What is required
All lines holding the word "shaped" should be located in the records and copied.

Supplied records
[Start of section]

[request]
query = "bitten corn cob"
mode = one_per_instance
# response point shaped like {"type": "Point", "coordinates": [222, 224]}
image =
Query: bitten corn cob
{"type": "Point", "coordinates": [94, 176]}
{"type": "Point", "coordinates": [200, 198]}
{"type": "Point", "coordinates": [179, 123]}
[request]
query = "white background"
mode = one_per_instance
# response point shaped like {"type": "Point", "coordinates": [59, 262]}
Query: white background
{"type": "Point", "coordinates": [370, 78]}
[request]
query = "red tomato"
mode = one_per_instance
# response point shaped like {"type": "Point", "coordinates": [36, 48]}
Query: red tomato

[End of section]
[Start of section]

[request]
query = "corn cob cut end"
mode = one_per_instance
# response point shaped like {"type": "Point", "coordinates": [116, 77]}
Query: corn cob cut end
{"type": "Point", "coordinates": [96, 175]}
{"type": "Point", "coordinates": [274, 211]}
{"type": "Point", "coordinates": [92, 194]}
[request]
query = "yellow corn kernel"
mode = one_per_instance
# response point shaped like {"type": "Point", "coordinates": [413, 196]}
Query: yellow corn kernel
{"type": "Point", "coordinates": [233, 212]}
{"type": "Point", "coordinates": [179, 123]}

[End of section]
[Start of section]

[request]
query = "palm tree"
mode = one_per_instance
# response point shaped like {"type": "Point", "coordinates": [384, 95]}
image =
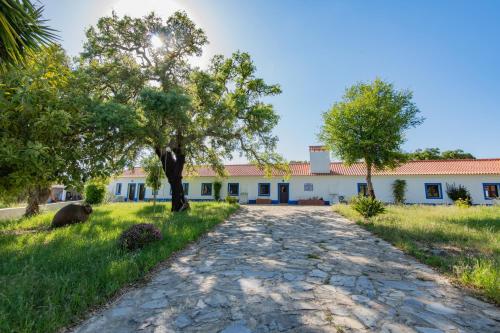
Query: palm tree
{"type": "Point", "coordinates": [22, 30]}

[End of section]

Answer space
# response point shaped like {"type": "Point", "coordinates": [222, 224]}
# response point shaped like {"type": "Point", "coordinates": [59, 262]}
# response point shaped like {"type": "Point", "coordinates": [36, 48]}
# response point shaped like {"type": "Point", "coordinates": [116, 77]}
# response point shaped like {"type": "Point", "coordinates": [413, 196]}
# response point shaped like {"type": "Point", "coordinates": [384, 95]}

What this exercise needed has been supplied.